>>>

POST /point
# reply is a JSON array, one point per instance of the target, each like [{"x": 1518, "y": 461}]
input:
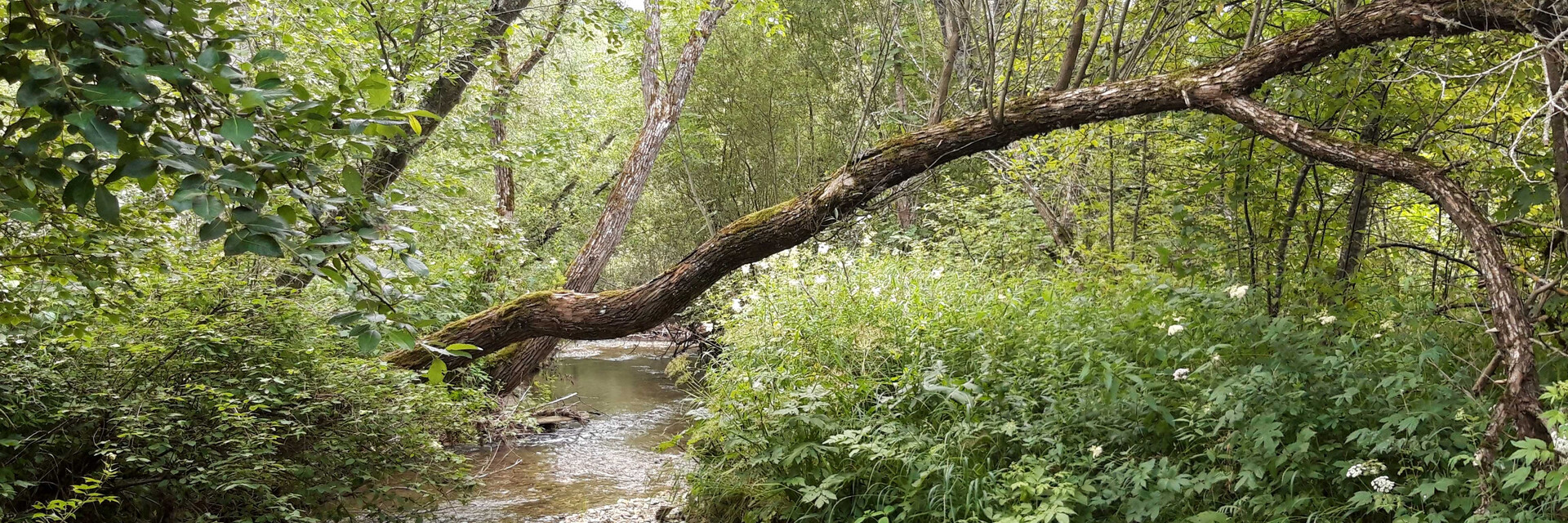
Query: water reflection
[{"x": 577, "y": 468}]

<<<

Task requirements
Pictures do not belong in the copy. Please reproduce the entries above exactly otherwise.

Output of the task
POST /point
# reply is a JSON array, one point per instance of the target, each like [{"x": 1518, "y": 461}]
input:
Query: water reflection
[{"x": 577, "y": 468}]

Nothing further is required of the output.